[Exercise inputs]:
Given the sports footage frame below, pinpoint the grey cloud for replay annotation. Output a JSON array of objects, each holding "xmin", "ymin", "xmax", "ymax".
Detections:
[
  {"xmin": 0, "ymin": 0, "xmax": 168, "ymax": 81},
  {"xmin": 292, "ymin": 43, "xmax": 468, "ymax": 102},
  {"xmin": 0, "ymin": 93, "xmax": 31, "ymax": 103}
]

[Job]: Can you reproduce every line of the records above, character for character, with no changes?

[Task response]:
Given the sports footage frame below, pinpoint the grey cloud for replay annotation. Output a JSON array of objects, each holding "xmin", "ymin", "xmax", "ymax".
Detections:
[
  {"xmin": 0, "ymin": 0, "xmax": 168, "ymax": 81},
  {"xmin": 292, "ymin": 43, "xmax": 468, "ymax": 102},
  {"xmin": 0, "ymin": 93, "xmax": 31, "ymax": 103}
]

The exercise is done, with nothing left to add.